Saved entries:
•••
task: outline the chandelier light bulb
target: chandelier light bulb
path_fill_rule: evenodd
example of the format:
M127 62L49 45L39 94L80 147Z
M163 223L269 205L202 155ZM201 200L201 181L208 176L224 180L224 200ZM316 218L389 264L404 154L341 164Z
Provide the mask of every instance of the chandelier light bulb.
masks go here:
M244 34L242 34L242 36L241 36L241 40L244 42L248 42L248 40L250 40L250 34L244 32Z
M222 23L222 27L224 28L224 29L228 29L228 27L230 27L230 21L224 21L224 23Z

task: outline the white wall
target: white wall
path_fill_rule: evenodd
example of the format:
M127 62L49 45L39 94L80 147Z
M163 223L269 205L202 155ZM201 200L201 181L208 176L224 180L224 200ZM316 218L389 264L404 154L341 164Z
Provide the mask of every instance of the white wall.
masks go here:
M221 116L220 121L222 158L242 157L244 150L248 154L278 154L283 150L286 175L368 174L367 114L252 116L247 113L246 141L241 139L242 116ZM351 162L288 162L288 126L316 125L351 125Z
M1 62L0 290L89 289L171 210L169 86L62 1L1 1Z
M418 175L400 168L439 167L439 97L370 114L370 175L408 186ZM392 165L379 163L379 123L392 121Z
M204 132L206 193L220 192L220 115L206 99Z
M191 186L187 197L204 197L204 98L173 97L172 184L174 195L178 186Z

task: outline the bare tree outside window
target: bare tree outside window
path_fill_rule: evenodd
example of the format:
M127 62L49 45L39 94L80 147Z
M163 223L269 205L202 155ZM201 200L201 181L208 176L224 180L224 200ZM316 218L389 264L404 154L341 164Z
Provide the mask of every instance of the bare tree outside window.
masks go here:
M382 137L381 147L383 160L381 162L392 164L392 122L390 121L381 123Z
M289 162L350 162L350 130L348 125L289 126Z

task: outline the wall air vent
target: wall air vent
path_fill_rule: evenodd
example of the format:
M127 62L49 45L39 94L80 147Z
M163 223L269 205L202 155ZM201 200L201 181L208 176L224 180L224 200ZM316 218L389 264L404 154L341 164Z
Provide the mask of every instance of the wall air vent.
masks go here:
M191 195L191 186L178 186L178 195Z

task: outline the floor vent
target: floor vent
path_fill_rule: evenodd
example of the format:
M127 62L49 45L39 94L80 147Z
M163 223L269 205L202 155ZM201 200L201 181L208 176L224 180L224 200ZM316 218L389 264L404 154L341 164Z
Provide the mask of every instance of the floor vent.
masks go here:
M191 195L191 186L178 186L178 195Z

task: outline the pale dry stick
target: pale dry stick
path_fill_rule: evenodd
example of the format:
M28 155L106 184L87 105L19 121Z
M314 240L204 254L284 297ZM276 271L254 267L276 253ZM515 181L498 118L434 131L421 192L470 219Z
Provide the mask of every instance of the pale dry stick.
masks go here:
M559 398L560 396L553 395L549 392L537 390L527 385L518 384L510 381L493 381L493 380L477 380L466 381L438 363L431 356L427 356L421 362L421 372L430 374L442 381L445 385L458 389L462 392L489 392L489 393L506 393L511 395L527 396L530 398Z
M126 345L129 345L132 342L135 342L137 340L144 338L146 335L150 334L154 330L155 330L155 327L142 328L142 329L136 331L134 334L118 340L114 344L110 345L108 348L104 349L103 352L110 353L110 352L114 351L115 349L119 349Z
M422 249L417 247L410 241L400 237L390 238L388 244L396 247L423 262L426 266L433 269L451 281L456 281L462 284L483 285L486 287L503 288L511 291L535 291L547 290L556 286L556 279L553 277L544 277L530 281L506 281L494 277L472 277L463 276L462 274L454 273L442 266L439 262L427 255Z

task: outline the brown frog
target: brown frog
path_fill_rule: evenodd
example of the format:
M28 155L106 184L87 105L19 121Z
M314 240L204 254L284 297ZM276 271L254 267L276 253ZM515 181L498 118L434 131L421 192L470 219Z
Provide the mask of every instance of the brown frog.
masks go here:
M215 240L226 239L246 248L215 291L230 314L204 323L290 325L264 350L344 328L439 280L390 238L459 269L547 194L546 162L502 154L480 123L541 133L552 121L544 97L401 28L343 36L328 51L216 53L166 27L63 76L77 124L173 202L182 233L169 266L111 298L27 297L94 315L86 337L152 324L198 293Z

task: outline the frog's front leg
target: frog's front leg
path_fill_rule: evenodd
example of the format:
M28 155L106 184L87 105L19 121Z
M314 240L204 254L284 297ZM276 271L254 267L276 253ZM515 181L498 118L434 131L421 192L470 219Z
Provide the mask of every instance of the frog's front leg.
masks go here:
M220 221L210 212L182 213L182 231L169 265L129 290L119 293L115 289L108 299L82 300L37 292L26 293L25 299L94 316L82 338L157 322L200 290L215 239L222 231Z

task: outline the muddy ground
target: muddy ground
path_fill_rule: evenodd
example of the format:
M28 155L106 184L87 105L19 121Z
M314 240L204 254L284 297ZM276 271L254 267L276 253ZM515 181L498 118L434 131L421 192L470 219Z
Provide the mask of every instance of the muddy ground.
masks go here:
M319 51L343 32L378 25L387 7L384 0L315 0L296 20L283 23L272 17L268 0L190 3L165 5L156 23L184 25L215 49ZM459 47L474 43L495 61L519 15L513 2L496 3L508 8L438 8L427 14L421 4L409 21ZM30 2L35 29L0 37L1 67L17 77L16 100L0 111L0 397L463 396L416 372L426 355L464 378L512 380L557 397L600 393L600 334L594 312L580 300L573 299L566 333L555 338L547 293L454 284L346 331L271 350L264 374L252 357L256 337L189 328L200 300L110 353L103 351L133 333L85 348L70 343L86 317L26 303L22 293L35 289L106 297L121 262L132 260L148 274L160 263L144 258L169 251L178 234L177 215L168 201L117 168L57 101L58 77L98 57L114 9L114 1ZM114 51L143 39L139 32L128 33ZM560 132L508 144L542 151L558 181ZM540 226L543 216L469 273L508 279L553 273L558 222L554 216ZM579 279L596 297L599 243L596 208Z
•••
(TASK PROMPT): Can you render the entries from the line containing "task: outline the brown frog" through the line containing "M220 221L210 212L182" as a JSON list of strings, one string per line, with blank lines left out?

(EXPECTED OUTPUT):
[
  "task: outline the brown frog",
  "target: brown frog",
  "path_fill_rule: evenodd",
  "example of the format:",
  "M28 155L106 184L87 105L19 121Z",
  "M314 240L204 254L284 297ZM276 271L254 267L276 253ZM515 181L498 118L434 131L421 192L470 219Z",
  "Provide the mask of every instance of the brown frog.",
  "masks go here:",
  "M215 240L226 239L246 248L215 291L230 314L204 323L290 325L264 350L344 328L439 280L390 238L459 269L547 194L546 162L502 154L480 123L541 133L552 121L544 97L401 28L343 36L328 51L216 53L166 27L63 76L77 124L173 202L182 233L169 266L111 298L27 297L94 315L86 337L152 324L198 293Z",
  "task: outline the frog's front leg",
  "target: frog's front leg",
  "path_fill_rule: evenodd",
  "example of the format:",
  "M28 155L106 184L87 105L19 121Z",
  "M314 240L204 254L284 297ZM276 271L254 267L276 253ZM515 181L498 118L434 131L421 192L470 219Z",
  "Provide the mask of every instance of the frog's front leg.",
  "masks go here:",
  "M220 221L210 212L182 213L182 231L169 265L129 290L119 293L115 289L108 299L82 300L37 292L26 293L25 299L94 316L82 338L157 322L200 290L215 239L222 231Z"
]